** Start of SOURCE RECORDS **
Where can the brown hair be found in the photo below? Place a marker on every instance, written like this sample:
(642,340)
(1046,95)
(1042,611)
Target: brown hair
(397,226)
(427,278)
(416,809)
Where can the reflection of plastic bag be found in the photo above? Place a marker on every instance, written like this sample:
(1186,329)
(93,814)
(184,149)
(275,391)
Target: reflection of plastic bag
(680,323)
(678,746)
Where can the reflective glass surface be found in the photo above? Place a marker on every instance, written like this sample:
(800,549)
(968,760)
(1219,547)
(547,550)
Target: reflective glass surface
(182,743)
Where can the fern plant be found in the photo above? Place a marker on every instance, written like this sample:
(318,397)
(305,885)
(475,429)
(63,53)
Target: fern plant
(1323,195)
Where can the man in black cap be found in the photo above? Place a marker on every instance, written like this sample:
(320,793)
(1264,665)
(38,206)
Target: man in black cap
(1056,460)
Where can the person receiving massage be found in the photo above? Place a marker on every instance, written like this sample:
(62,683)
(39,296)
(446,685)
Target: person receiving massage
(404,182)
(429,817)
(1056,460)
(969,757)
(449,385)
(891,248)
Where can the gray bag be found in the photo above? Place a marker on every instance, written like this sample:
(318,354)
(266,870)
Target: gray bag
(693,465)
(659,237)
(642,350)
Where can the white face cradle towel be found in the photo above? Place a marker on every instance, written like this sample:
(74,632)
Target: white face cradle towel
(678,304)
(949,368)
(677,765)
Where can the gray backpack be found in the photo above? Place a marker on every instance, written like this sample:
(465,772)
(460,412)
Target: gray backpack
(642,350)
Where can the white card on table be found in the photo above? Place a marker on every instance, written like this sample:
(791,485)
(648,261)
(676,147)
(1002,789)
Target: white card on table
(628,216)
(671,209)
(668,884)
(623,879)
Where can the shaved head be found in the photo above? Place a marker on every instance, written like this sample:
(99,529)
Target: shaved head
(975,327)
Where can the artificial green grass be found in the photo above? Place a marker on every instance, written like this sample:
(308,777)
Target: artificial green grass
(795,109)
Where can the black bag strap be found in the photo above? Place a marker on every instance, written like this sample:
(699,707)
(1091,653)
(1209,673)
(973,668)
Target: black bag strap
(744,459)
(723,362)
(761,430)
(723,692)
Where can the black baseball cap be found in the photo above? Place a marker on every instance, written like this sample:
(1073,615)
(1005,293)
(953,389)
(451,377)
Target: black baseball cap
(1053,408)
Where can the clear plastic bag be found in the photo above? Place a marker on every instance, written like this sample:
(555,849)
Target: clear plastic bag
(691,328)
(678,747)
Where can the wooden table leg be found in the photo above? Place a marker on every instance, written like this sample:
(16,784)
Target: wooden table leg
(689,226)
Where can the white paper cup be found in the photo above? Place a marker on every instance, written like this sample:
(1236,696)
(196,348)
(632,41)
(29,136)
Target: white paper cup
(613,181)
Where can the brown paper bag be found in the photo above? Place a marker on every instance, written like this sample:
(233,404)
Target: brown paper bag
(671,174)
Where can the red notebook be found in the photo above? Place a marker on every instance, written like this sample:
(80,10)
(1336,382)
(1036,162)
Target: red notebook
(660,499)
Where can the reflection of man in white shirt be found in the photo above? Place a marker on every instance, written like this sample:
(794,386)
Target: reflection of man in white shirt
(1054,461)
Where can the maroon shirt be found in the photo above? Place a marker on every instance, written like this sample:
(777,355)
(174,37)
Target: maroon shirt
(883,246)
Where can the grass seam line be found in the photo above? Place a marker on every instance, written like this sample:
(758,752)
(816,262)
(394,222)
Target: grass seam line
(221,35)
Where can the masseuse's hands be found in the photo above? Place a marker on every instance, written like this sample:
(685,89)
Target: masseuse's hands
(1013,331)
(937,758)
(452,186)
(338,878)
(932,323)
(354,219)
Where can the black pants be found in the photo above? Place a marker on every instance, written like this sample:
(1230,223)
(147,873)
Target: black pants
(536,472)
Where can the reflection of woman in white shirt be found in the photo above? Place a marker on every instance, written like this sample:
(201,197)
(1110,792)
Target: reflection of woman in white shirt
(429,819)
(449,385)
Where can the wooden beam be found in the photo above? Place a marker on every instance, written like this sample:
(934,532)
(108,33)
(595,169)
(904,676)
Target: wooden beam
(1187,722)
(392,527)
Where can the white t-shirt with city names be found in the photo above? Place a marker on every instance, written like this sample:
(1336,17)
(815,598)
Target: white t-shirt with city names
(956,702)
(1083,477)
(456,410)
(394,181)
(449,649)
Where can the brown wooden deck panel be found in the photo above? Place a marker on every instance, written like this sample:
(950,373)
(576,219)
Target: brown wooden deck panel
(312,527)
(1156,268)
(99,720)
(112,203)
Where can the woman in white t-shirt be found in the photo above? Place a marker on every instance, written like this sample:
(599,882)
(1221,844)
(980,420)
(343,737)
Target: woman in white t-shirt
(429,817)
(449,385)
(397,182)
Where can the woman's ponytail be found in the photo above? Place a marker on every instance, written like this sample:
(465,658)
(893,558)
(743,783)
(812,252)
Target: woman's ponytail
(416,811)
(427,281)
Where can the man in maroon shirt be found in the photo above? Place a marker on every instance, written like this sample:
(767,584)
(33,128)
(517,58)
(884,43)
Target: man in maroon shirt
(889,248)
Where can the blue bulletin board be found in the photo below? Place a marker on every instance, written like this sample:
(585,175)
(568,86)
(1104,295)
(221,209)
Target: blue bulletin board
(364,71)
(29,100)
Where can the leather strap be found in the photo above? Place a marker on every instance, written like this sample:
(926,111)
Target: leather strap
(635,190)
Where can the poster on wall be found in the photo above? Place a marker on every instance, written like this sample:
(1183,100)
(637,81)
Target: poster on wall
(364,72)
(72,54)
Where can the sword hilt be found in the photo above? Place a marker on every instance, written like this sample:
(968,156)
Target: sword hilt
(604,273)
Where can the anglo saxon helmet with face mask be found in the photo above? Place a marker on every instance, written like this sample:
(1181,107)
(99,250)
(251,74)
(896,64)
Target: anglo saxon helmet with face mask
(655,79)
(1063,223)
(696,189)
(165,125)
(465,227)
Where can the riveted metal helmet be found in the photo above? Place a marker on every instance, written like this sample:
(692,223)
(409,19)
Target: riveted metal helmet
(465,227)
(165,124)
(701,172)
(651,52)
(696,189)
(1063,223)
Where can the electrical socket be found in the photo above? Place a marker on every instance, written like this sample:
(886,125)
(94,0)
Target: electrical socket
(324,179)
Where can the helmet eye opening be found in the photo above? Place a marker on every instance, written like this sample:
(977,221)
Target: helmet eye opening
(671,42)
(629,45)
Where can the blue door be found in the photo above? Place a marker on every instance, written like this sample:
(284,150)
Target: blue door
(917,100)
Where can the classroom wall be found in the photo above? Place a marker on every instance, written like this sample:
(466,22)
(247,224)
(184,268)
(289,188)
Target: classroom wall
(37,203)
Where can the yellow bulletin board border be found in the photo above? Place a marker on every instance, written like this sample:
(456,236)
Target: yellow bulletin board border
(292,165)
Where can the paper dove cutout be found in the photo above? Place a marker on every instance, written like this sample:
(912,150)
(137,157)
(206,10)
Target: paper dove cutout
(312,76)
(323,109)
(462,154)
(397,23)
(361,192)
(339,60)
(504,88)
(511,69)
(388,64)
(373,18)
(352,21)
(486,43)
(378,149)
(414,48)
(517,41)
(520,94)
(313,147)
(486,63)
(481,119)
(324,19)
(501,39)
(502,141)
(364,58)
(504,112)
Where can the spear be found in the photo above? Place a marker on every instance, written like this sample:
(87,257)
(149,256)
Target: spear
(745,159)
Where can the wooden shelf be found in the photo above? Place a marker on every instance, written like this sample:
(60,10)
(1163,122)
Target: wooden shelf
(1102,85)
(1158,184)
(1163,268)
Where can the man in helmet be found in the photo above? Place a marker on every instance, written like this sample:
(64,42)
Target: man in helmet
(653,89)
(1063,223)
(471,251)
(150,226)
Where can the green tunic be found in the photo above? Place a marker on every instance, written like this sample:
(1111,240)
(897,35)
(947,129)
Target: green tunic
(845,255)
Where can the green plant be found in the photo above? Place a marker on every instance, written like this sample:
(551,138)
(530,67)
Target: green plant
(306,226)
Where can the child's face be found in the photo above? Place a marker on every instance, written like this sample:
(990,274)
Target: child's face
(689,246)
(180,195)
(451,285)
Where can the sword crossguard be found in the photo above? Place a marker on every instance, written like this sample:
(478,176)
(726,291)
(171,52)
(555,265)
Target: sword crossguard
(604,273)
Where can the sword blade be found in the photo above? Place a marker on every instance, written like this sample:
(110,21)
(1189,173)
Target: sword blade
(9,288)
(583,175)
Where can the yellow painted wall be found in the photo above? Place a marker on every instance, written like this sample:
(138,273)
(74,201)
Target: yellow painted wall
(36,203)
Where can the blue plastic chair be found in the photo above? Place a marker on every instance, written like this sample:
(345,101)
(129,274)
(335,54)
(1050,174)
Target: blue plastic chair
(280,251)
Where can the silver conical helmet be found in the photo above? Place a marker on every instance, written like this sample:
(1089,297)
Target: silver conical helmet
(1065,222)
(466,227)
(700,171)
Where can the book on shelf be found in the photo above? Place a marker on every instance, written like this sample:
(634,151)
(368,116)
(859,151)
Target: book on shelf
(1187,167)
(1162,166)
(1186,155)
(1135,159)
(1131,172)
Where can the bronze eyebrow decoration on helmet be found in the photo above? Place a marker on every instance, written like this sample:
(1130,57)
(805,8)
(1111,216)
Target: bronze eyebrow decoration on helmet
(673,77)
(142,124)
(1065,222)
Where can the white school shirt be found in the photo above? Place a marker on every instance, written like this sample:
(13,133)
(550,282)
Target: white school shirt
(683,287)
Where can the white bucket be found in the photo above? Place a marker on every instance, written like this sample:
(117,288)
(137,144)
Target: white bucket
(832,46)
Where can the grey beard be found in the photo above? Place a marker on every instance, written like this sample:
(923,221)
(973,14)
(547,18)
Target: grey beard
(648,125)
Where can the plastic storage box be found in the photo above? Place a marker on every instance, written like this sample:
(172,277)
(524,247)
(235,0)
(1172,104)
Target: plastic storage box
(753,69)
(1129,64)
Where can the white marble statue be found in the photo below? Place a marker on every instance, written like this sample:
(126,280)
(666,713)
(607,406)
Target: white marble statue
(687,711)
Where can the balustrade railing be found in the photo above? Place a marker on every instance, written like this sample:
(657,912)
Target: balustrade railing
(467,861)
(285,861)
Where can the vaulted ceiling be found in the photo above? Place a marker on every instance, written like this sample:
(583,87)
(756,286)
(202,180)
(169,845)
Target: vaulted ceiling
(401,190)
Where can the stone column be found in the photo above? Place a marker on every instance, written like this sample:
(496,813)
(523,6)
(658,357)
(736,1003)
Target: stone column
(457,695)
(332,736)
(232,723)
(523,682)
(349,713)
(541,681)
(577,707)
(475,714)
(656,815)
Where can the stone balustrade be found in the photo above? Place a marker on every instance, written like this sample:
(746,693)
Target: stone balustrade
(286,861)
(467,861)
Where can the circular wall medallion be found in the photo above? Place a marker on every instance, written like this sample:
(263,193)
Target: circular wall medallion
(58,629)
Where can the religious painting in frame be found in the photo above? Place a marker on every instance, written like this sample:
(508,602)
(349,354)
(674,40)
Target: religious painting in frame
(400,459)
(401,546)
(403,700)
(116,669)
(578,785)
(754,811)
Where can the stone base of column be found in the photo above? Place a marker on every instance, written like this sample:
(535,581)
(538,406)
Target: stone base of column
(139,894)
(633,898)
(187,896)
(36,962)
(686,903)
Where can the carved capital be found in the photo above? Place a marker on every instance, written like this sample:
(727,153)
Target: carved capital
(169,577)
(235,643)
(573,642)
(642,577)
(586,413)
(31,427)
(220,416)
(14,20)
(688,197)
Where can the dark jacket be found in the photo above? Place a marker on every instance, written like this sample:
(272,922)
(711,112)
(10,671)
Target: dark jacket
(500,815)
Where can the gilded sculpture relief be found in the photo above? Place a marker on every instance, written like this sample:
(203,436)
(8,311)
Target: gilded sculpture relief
** End of SOURCE RECORDS **
Take the line that contains "Where can the stone base" and every line after it through the end of the listing above, and repeat them exactly.

Where can the stone base of column be found in the photo above? Place a marker on every instance, written like this sample:
(535,581)
(538,406)
Target: stone base of column
(139,894)
(633,898)
(187,896)
(36,962)
(686,903)
Where can the carved capital be found in the photo above? Place a marker on every instance, written like this sample:
(727,153)
Target: carved capital
(169,577)
(235,643)
(573,642)
(642,577)
(586,413)
(31,427)
(220,416)
(14,20)
(688,197)
Where can the dark jacket be found in the photo above? Place a marker on every instance, written like this sample:
(272,922)
(711,112)
(10,671)
Target: dark jacket
(500,815)
Where can the gilded sculpture relief be found in the photo above? Place a marker on every instance, written like this sample:
(203,436)
(8,311)
Target: gilded sculpture relief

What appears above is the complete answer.